§ EXTRACTED INFORMATION:
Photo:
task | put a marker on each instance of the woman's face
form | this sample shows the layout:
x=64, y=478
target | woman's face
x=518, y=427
* * *
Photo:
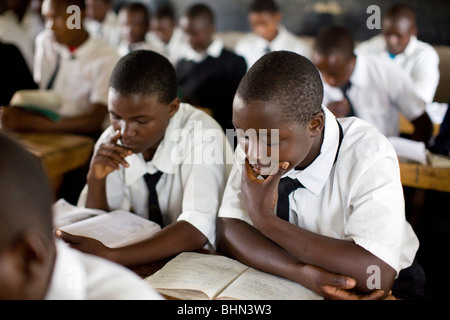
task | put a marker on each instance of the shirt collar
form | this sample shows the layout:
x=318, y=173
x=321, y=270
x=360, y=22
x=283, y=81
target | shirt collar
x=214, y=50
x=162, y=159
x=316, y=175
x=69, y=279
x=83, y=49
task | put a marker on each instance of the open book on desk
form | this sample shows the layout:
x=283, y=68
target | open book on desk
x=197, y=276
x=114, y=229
...
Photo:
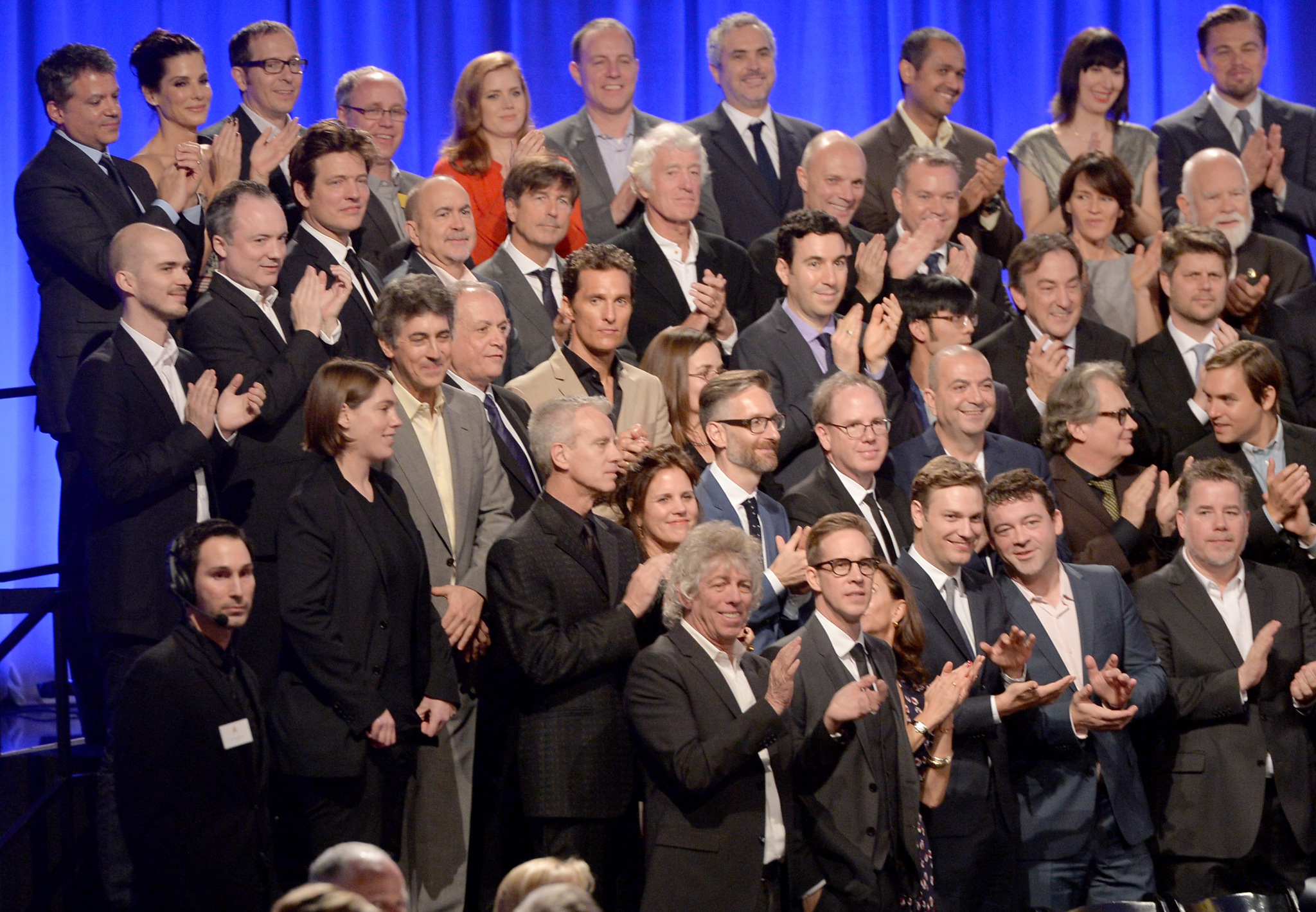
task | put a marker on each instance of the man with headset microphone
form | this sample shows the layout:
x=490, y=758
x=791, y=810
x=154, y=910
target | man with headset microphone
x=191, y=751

§ YOUR ASSIGNMENT:
If a line in the data contains the string "task", copy it.

§ ANSWER TO THIS EXERCISE:
task | put a marker on each instance of the woman's face
task | put a marker on each instance of the shirt collar
task | put a marker on each instance of the open book on desk
task | put a marker on each instance of the man with headset microphone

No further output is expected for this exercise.